■ **WHAT IS BEING ASKED**
Among the entries below, how many lines hold "aircraft"? Only the number is wanted.

[Collected data]
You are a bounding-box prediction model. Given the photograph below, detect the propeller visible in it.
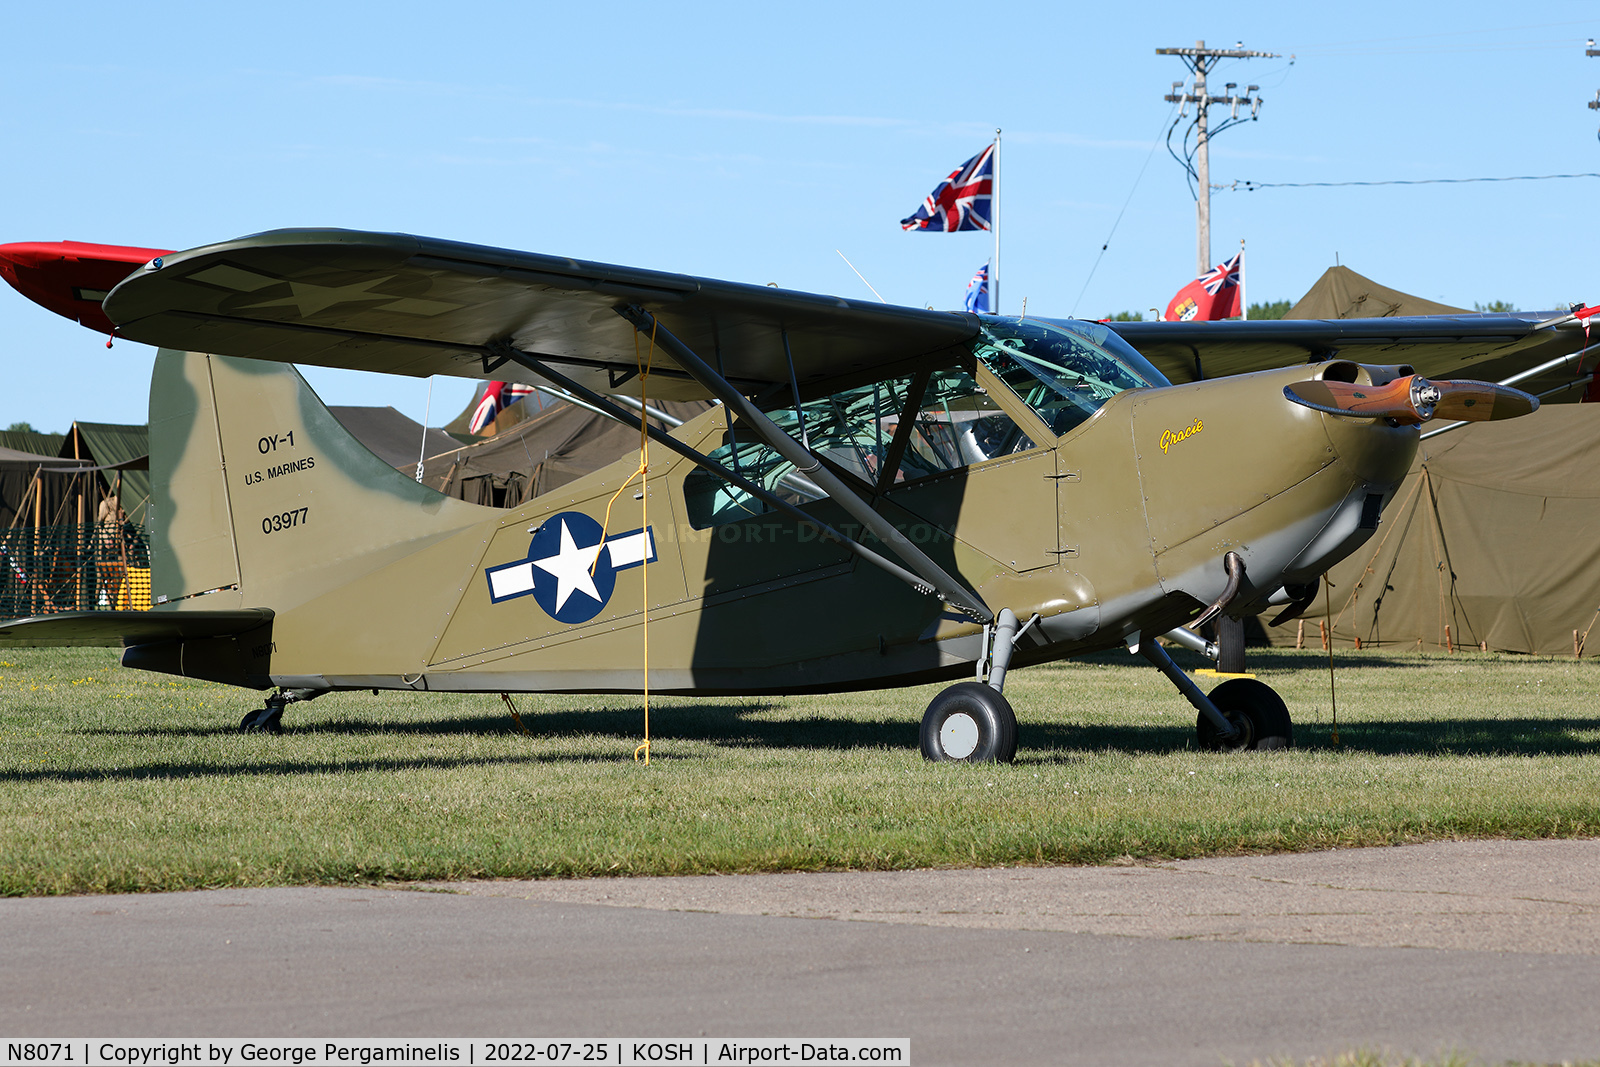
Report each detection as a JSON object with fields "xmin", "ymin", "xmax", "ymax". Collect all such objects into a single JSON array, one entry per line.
[{"xmin": 1283, "ymin": 375, "xmax": 1538, "ymax": 425}]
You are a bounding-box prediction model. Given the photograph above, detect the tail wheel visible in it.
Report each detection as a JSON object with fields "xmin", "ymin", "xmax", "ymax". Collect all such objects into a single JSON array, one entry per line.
[
  {"xmin": 920, "ymin": 682, "xmax": 1018, "ymax": 764},
  {"xmin": 1197, "ymin": 678, "xmax": 1293, "ymax": 751}
]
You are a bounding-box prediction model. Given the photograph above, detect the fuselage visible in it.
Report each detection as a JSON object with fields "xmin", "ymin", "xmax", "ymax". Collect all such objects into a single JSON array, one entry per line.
[{"xmin": 138, "ymin": 319, "xmax": 1415, "ymax": 698}]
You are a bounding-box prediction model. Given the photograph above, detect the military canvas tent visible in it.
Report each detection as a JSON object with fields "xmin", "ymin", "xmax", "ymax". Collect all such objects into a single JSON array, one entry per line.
[
  {"xmin": 417, "ymin": 397, "xmax": 710, "ymax": 507},
  {"xmin": 59, "ymin": 422, "xmax": 150, "ymax": 523},
  {"xmin": 0, "ymin": 447, "xmax": 91, "ymax": 528},
  {"xmin": 1264, "ymin": 404, "xmax": 1600, "ymax": 655},
  {"xmin": 1283, "ymin": 265, "xmax": 1468, "ymax": 320},
  {"xmin": 0, "ymin": 429, "xmax": 65, "ymax": 456},
  {"xmin": 326, "ymin": 406, "xmax": 459, "ymax": 470}
]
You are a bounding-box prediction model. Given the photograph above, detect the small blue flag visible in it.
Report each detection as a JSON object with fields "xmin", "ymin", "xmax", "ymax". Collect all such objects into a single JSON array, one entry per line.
[{"xmin": 963, "ymin": 262, "xmax": 990, "ymax": 313}]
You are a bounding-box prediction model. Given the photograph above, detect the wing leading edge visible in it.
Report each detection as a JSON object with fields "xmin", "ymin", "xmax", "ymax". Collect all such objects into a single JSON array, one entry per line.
[{"xmin": 101, "ymin": 229, "xmax": 980, "ymax": 403}]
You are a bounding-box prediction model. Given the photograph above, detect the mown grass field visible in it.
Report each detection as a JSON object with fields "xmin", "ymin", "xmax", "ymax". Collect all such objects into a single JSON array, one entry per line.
[{"xmin": 1, "ymin": 644, "xmax": 1597, "ymax": 895}]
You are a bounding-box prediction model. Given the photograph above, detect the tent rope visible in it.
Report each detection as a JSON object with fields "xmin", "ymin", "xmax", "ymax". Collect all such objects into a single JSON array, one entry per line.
[
  {"xmin": 1324, "ymin": 573, "xmax": 1338, "ymax": 746},
  {"xmin": 1330, "ymin": 471, "xmax": 1427, "ymax": 637}
]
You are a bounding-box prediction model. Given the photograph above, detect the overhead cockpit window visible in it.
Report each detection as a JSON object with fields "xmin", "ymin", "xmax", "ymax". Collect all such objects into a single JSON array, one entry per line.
[{"xmin": 972, "ymin": 318, "xmax": 1168, "ymax": 438}]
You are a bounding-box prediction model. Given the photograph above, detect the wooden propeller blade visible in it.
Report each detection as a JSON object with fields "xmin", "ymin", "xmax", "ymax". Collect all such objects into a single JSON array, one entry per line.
[
  {"xmin": 1284, "ymin": 375, "xmax": 1539, "ymax": 424},
  {"xmin": 1283, "ymin": 377, "xmax": 1420, "ymax": 421},
  {"xmin": 1430, "ymin": 380, "xmax": 1539, "ymax": 422}
]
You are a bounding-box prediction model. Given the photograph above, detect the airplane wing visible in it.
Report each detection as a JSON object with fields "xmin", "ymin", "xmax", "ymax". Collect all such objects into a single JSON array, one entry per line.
[
  {"xmin": 16, "ymin": 227, "xmax": 1580, "ymax": 405},
  {"xmin": 0, "ymin": 609, "xmax": 272, "ymax": 647},
  {"xmin": 1108, "ymin": 315, "xmax": 1590, "ymax": 392},
  {"xmin": 99, "ymin": 229, "xmax": 980, "ymax": 403}
]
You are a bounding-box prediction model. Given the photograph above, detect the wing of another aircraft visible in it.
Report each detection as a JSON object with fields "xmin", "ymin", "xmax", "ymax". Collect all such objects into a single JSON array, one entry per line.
[
  {"xmin": 100, "ymin": 229, "xmax": 980, "ymax": 403},
  {"xmin": 1108, "ymin": 315, "xmax": 1588, "ymax": 388}
]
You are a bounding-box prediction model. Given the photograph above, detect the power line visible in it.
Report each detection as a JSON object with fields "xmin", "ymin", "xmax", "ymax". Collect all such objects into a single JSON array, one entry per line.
[
  {"xmin": 1069, "ymin": 101, "xmax": 1178, "ymax": 318},
  {"xmin": 1228, "ymin": 173, "xmax": 1600, "ymax": 191}
]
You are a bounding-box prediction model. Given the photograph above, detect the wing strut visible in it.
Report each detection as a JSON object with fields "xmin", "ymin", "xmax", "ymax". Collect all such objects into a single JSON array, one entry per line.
[
  {"xmin": 614, "ymin": 306, "xmax": 993, "ymax": 624},
  {"xmin": 484, "ymin": 341, "xmax": 950, "ymax": 607}
]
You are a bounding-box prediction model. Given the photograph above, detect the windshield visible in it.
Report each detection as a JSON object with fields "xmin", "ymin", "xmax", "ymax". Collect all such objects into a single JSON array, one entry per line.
[{"xmin": 972, "ymin": 317, "xmax": 1169, "ymax": 437}]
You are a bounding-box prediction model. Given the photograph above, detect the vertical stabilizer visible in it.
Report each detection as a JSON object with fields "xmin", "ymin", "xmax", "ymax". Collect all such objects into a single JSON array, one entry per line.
[{"xmin": 149, "ymin": 350, "xmax": 493, "ymax": 611}]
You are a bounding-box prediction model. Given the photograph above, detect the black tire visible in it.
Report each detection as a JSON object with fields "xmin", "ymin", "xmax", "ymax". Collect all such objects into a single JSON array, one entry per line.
[
  {"xmin": 240, "ymin": 704, "xmax": 284, "ymax": 734},
  {"xmin": 920, "ymin": 682, "xmax": 1018, "ymax": 764},
  {"xmin": 1196, "ymin": 678, "xmax": 1292, "ymax": 751}
]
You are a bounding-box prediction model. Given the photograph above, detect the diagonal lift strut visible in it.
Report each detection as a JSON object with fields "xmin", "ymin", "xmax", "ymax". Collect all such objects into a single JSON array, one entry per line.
[{"xmin": 614, "ymin": 305, "xmax": 993, "ymax": 624}]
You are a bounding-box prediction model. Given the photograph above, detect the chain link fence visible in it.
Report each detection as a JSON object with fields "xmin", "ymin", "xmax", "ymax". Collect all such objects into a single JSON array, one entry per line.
[{"xmin": 0, "ymin": 523, "xmax": 152, "ymax": 619}]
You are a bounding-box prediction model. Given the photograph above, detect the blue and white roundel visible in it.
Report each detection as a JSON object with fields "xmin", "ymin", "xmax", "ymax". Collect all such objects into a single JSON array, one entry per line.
[{"xmin": 485, "ymin": 511, "xmax": 657, "ymax": 624}]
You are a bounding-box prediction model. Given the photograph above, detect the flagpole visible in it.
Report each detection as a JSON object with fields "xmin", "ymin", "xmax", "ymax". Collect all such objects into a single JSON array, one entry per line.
[
  {"xmin": 1239, "ymin": 238, "xmax": 1248, "ymax": 320},
  {"xmin": 992, "ymin": 128, "xmax": 1001, "ymax": 315}
]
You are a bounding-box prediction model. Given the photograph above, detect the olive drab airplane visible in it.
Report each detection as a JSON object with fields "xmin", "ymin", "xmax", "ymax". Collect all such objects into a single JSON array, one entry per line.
[{"xmin": 0, "ymin": 231, "xmax": 1573, "ymax": 761}]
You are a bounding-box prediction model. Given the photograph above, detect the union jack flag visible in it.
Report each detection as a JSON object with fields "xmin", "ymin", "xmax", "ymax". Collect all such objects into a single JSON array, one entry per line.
[
  {"xmin": 1201, "ymin": 252, "xmax": 1242, "ymax": 296},
  {"xmin": 469, "ymin": 380, "xmax": 535, "ymax": 434},
  {"xmin": 901, "ymin": 143, "xmax": 995, "ymax": 232},
  {"xmin": 964, "ymin": 262, "xmax": 990, "ymax": 313}
]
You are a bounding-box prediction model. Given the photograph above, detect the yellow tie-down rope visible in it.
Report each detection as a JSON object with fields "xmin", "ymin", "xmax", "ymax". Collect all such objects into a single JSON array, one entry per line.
[{"xmin": 590, "ymin": 321, "xmax": 657, "ymax": 764}]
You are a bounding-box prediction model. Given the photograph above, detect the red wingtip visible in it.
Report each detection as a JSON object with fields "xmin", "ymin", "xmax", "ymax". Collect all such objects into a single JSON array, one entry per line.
[{"xmin": 0, "ymin": 240, "xmax": 173, "ymax": 335}]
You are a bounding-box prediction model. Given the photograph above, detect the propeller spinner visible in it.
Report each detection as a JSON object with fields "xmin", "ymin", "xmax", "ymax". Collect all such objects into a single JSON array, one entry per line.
[{"xmin": 1284, "ymin": 374, "xmax": 1538, "ymax": 424}]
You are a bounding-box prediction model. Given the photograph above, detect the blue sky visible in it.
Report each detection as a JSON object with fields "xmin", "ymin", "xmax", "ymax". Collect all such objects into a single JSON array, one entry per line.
[{"xmin": 4, "ymin": 2, "xmax": 1599, "ymax": 432}]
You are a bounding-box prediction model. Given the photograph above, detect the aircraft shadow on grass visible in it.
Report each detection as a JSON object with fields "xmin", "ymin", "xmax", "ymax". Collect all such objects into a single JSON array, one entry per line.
[{"xmin": 28, "ymin": 695, "xmax": 1596, "ymax": 783}]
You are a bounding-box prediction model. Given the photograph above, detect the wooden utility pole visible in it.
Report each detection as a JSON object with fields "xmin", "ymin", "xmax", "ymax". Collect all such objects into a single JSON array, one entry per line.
[{"xmin": 1158, "ymin": 41, "xmax": 1276, "ymax": 275}]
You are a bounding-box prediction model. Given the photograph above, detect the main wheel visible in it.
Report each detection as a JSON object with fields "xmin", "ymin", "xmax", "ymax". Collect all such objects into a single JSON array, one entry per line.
[
  {"xmin": 1196, "ymin": 678, "xmax": 1292, "ymax": 751},
  {"xmin": 920, "ymin": 682, "xmax": 1017, "ymax": 763}
]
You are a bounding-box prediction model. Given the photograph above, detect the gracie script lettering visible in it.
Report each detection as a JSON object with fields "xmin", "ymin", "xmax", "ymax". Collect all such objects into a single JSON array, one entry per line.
[{"xmin": 1159, "ymin": 418, "xmax": 1203, "ymax": 454}]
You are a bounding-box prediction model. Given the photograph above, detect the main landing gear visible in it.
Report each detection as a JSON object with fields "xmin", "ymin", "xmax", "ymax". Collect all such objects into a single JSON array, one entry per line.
[
  {"xmin": 919, "ymin": 599, "xmax": 1296, "ymax": 761},
  {"xmin": 239, "ymin": 688, "xmax": 322, "ymax": 733},
  {"xmin": 921, "ymin": 608, "xmax": 1037, "ymax": 764}
]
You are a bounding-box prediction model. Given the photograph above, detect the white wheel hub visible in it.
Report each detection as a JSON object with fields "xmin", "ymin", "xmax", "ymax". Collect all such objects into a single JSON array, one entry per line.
[{"xmin": 940, "ymin": 712, "xmax": 981, "ymax": 759}]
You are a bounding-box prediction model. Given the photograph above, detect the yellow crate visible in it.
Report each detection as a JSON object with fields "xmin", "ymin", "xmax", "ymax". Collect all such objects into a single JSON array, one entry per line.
[{"xmin": 116, "ymin": 567, "xmax": 152, "ymax": 611}]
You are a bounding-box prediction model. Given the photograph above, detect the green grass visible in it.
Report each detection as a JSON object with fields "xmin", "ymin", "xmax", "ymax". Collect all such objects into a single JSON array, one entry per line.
[{"xmin": 1, "ymin": 645, "xmax": 1597, "ymax": 895}]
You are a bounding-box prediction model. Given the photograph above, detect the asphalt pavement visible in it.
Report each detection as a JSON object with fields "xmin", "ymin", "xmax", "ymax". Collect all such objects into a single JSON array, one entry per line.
[{"xmin": 3, "ymin": 839, "xmax": 1597, "ymax": 1065}]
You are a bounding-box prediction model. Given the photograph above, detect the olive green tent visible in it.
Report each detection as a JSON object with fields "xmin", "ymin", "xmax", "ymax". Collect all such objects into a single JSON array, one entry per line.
[
  {"xmin": 1284, "ymin": 265, "xmax": 1468, "ymax": 320},
  {"xmin": 0, "ymin": 430, "xmax": 65, "ymax": 456},
  {"xmin": 1264, "ymin": 404, "xmax": 1600, "ymax": 655},
  {"xmin": 59, "ymin": 422, "xmax": 150, "ymax": 523},
  {"xmin": 417, "ymin": 397, "xmax": 710, "ymax": 507}
]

■ **RESPONSE TO THIS EXERCISE**
2